**SET TASK 1:** Turn every line of the records below, but not the article, into a numbered list. Skip blank lines and leave out the pictures.

+ + + +

David Longman

Client Delivery Lead

Dave has over 20 years experience working in the software industry across a number of different technical and leadership roles. He has been pivotal in several successful agile transformation initiatives and is a vocal advocate of delivering high quality and easy to maintain code. He has spoken at a number of industry conferences on team dynamics and estimating and forecasting.

In the second of a four-part series, Account Director Dave Longman explores the best approach to forming an estimate. Read article one here.

Understanding how long a single story is likely to take is important when a team is planning work and valuable for product owners when they’re maintaining the product backlog and forming high-level release plans. But what’s the best approach to forming an estimate?

A lot of teams focus primarily on velocity when planning. They look at the average number of points they complete within an iteration and use this to indicate how many they’re likely to finish in the next one. This is a good approach if you need a quick estimate for how much work to include in an iteration, but it relies on all work having its own story point estimate.

I’m more interested in how we can answer the question of ‘how long will this story take?’ without going through the process of estimating the effort at all.

Velocity vs lead vs cycle: understanding the measures

When you’re predicting how long work will take – without focusing on the effort involved – lead times and cycle times become your best friends. These measures are closely related to velocity, but they provide more granularity, which is useful for forecasting.

+ + + +

**SET TASK 2:** How many years has Dave worked in the software industry, according to the article?

+ + + +

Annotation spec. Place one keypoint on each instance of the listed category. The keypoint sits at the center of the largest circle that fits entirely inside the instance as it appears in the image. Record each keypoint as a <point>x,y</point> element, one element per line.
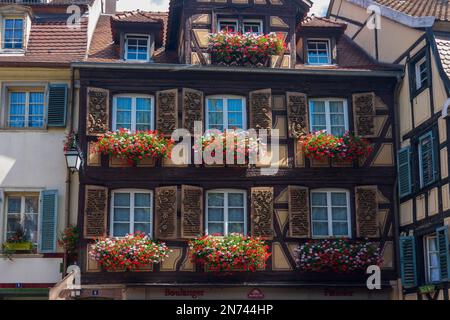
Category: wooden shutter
<point>193,109</point>
<point>299,217</point>
<point>408,261</point>
<point>95,212</point>
<point>262,212</point>
<point>404,171</point>
<point>444,262</point>
<point>57,105</point>
<point>167,111</point>
<point>367,212</point>
<point>427,161</point>
<point>297,105</point>
<point>166,212</point>
<point>97,111</point>
<point>192,215</point>
<point>364,114</point>
<point>261,109</point>
<point>49,217</point>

+ + + +

**FULL RESPONSE 1:**
1. Annotation spec. Place one keypoint on each instance of the listed category. The keypoint sits at the center of the largest circle that fits entirely inside the instance as it appears in the image. Record each keypoint as a <point>x,y</point> element, one element per line.
2. Category: wooden shutter
3. <point>193,109</point>
4. <point>299,217</point>
5. <point>408,261</point>
6. <point>95,212</point>
7. <point>262,212</point>
8. <point>404,171</point>
9. <point>444,262</point>
10. <point>57,105</point>
11. <point>167,111</point>
12. <point>367,212</point>
13. <point>427,161</point>
14. <point>297,105</point>
15. <point>166,212</point>
16. <point>97,111</point>
17. <point>192,215</point>
18. <point>364,114</point>
19. <point>261,109</point>
20. <point>49,217</point>

**FULL RESPONSE 2:** Over 20 years.